*THE REQUEST*: Copy out the entries exactly, from the first line to the last.

*INPUT ROWS*:
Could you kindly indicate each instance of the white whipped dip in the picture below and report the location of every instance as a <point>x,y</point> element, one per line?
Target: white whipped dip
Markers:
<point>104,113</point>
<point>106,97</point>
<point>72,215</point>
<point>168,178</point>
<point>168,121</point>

*FINISHED EXERCISE*:
Could you kindly indicate each instance of the white whipped dip in the picture below and report the location of every instance as a <point>x,y</point> element, one per line?
Target: white whipped dip
Markers:
<point>104,113</point>
<point>106,97</point>
<point>72,215</point>
<point>168,178</point>
<point>168,121</point>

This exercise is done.